**** Extract to read
On Monday 17 March 2008, Shai Berger wrote:
> On Monday 17 March 2008, Bob Proulx wrote:
> > Shai Berger wrote:
> > > That is, +3 is treated as a file-name instead of as --lines=+3,
> > > like it always had,
> >
> > That behavior is intentional.  Please see this FAQ entry for more
> > information:
> >
> >http://www.gnu.org/software/coreutils/faq/#Old-tail-plus-N-syntax-now-fails
>
> I think that's a design mistake, but there's no use arguing about it on
> this bug, is there?...
>

Upon slightly deeper checking, maybe there is use arguing about it on this 
bug. There's two data points I want to bring:

1. The coreutils faq linked above says that tail's behavior was changed to 
conform with standards, arguing that 

> The problem is that “+” is a valid filename character and is not an
> expected option character. Options are supposed to start with a “-”
> character. It has always been a bad idea to eat up an additional character
> as an additional option specifier. This is now no longer allowed by the
> standards. The tail command is now required to respect that “+” is not an
> option and treat it as a filename.

and, quoting from the news file, that 

> These changes are in response to decisions taken in the January 2005
>        Austin Group standardization meeting.  For more details, please see
>        "Utility Syntax Guidelines" in the Minutes of the January 2005
>        Meeting http://www.opengroup.org/austin/docs/austin_239.html.
********
**** Data rows
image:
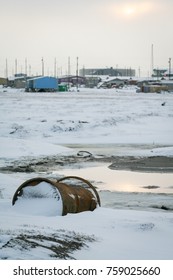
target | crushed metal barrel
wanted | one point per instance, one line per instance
(76, 196)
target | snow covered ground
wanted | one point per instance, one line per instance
(42, 124)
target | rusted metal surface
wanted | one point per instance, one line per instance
(75, 198)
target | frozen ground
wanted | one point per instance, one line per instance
(36, 125)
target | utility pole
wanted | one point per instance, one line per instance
(69, 70)
(55, 68)
(77, 74)
(16, 66)
(169, 61)
(42, 63)
(26, 66)
(6, 68)
(152, 60)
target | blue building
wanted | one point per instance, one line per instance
(43, 83)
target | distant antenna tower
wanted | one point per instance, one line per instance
(42, 63)
(55, 68)
(152, 60)
(26, 67)
(6, 69)
(16, 66)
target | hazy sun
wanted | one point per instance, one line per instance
(131, 11)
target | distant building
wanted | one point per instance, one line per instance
(127, 72)
(73, 80)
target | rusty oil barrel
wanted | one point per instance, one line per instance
(75, 198)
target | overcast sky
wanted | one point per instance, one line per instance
(102, 33)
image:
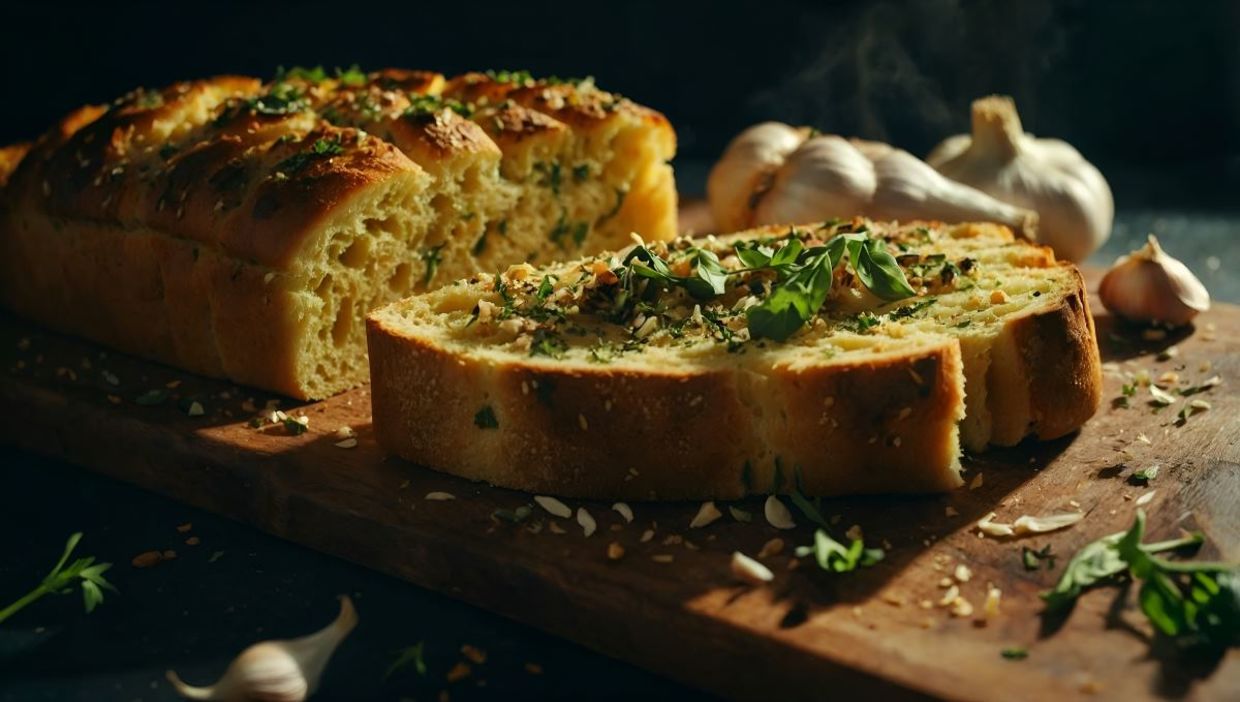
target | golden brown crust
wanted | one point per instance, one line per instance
(186, 223)
(10, 156)
(676, 434)
(878, 422)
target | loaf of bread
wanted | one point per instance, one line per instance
(243, 230)
(603, 377)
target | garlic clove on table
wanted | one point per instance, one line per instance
(1073, 201)
(277, 671)
(775, 174)
(747, 168)
(1151, 285)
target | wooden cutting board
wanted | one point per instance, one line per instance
(809, 635)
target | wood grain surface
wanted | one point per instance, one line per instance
(810, 635)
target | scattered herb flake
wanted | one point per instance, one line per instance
(485, 418)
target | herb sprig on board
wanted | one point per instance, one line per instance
(1189, 602)
(60, 581)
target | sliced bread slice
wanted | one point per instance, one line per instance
(740, 365)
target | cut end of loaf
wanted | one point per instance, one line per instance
(256, 223)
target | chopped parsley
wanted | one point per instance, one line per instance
(547, 342)
(485, 418)
(512, 77)
(432, 257)
(321, 146)
(282, 98)
(1014, 653)
(836, 557)
(423, 106)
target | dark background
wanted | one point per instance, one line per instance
(1147, 91)
(1138, 86)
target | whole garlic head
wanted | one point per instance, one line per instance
(753, 158)
(277, 671)
(1049, 176)
(775, 174)
(1150, 285)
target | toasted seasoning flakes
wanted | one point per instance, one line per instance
(587, 521)
(624, 510)
(553, 506)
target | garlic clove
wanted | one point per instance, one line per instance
(825, 177)
(1073, 201)
(745, 171)
(1151, 285)
(909, 189)
(277, 671)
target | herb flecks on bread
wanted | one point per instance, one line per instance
(242, 228)
(846, 351)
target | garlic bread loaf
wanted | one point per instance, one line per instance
(840, 359)
(243, 230)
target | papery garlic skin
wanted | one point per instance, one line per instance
(1150, 285)
(1073, 201)
(774, 174)
(277, 671)
(747, 168)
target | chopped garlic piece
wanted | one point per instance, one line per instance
(749, 571)
(707, 515)
(587, 521)
(553, 506)
(625, 511)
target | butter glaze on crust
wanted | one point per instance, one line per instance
(243, 230)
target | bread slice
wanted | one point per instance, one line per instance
(242, 230)
(582, 380)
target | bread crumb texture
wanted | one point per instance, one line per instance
(243, 228)
(867, 396)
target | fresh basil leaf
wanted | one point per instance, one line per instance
(879, 272)
(754, 256)
(1161, 602)
(835, 557)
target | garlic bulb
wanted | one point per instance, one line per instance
(775, 174)
(277, 671)
(1150, 285)
(1049, 176)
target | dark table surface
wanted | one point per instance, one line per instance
(239, 586)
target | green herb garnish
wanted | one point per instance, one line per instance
(805, 282)
(513, 77)
(352, 76)
(407, 656)
(546, 287)
(485, 418)
(1142, 476)
(151, 397)
(835, 557)
(432, 257)
(1194, 602)
(60, 581)
(422, 106)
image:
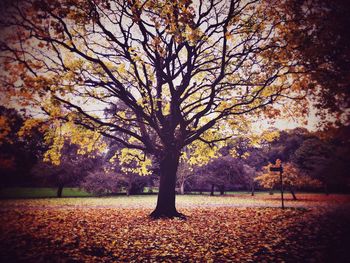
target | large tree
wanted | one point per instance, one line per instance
(154, 76)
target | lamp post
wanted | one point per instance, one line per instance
(279, 169)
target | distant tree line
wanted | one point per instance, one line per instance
(313, 161)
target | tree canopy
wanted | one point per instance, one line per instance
(154, 76)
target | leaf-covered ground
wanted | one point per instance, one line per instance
(96, 231)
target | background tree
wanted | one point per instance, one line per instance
********
** Goal of the exercise **
Continue the email about tail reading "+3" as a file name, starting right after its last sentence.

** Task output **
But if you look at these minutes, you see that they actually say the exact 
opposite:

> tail: Add to the Rationale: "Earlier versions of this standard supported the
> following forms in the Synopsis section:
>
> tail -[number][b|c|l][f] [file]
> tail +[number][b|c|l][f] [file]
>
> These forms are no longer specified by this standard, but may be present in
> some implementations." Also add to the OPTIONS "except that '+' may be
> recognized as an option delimiter as well as '-'."

+ is explicitly allowed to specify options, and tail +N is specifically not 
disallowed.

2. As a comparison and reference, Cygwin includes a 'tail' that claims to be 
GNU coreutils tail 6.9 (as opposed to 6.10 in Sid), and supports tail +N. No 
POSIX* environment variable was set in either system.

So if I get things correctly, POSIX  1003.1-2001 requires the obsolescence of 
tail +N. The decision at a later meeting, which is quoted as authoritative, 
is to revert this requirement. Some modern systems -- some distributions of 
recent versions of GNU coreutils -- followed this decision, but the Debian 
distribution chooses to follow the older standard.

If things are as I described them, this seems like a valid bug in Debian 
coreutils (and a curious interpretation of the 2005 decision by GNU coreutils 
developers). What am I missing?

Respectfully,
        Shai.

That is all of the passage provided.